In
my previous post,
I talked about how you can avoid pods from being scheduled on certain nodes. In
this post, I will discuss opposite of that. How you can schedule pods on
certain nodes. This can be a hard requirement (failing which pod won’t be
scheduled)or a soft requirement (scheduler will try to meet the requirement but
if it does not, pod will be scheduled on some other node). Let’s discuss how we
can do this.
Use case
There are couple of use cases when you want some pods to be
always scheduled on certain nodes. Some of them are:
- Pods
have specific hardware/resource requirement and you want those pods to be
always scheduled on nodes which have supporting resources.
- Pods
have specific security requirement to align with certain industry
standards and pods should always go to nodes which satisfy those
requirements.
There are 2 ways of assigning a pod to a node:
- Node
selector, which can do the job but is not very expressive
- Node
affinity, which is a bit more complex than node selector but gives you
more features as well.
We will discuss both these approaches.

[Collected data entries]
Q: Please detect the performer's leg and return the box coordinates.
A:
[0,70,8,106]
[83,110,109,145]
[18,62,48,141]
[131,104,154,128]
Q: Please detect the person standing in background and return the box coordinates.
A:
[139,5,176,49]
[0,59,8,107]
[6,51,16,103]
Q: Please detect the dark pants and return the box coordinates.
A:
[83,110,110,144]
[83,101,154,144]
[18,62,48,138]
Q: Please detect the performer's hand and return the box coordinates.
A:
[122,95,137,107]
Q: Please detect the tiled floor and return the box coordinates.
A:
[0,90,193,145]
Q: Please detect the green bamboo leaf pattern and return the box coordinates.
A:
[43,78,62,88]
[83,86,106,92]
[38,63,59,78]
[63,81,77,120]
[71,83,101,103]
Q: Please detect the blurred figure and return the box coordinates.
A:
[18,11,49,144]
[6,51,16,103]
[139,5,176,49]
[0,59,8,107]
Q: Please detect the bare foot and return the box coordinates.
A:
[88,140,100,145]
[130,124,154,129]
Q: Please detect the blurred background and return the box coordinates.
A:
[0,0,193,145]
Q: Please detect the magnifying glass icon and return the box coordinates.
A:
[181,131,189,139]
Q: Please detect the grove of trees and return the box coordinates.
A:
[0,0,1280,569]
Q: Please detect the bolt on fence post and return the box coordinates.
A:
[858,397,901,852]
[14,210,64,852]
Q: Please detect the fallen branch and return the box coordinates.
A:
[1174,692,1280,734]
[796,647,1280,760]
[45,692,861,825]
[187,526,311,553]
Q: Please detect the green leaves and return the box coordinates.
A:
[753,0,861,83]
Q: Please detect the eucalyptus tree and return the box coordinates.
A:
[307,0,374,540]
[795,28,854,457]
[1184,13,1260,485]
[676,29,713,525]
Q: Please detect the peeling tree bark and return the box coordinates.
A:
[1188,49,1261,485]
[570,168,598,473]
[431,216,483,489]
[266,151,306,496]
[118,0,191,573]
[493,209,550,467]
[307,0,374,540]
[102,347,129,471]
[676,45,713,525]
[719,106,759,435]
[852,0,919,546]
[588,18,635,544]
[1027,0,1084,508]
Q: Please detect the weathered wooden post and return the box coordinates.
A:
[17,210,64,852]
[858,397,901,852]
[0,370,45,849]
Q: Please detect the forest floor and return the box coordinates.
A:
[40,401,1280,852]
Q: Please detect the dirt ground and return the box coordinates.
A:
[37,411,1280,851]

TASKS AND EXERCISES:
1. Output the passage of the pod scheduling post between "There are 2" and "both these approaches.", inclusive.
2. In the pod scheduling post, what happens to a pod under a soft requirement if the scheduler can't meet that requirement?
3. Take the pod scheduling post further, starting right after its last sentence.
The entries play no part in this work.

OUTPUTS BY TASK:
1.
There are 2 ways of assigning a pod to a node:
- Node
selector, which can do the job but is not very expressive
- Node
affinity, which is a bit more complex than node selector but gives you
more features as well.
We will discuss both these approaches.

2. The pod is scheduled on some other node.

3.
First approach, using Node selector
With node selector, you decorate the pod with a label(key value pair) of
the node on which you want this pod to be scheduled. Once you specify the node
selector, pod will be scheduled on node which has corresponding matching
label(s).
Node selector is a field in pod spec. After pod definition,
you need to specify the node selector. Here are the steps to do do this.
Step 1: Label the node
You can assign the labels on the node using
following command:
kubectl
label nodes <node-name> <label-key>:<label-value>
In above command, you need to replace the place holders with
appropriate values. <node-name> is the name of one of the nodes in your
cluster. You can get the list of nodes in your cluster, using following
command.
kubectl get nodes
<label-key> and <label-value> can be
any arbitrary key and and value.
Step 2: Add node selector to pod configuration
See the pod configuration below. After pod specification,
node selector is defined for the pod.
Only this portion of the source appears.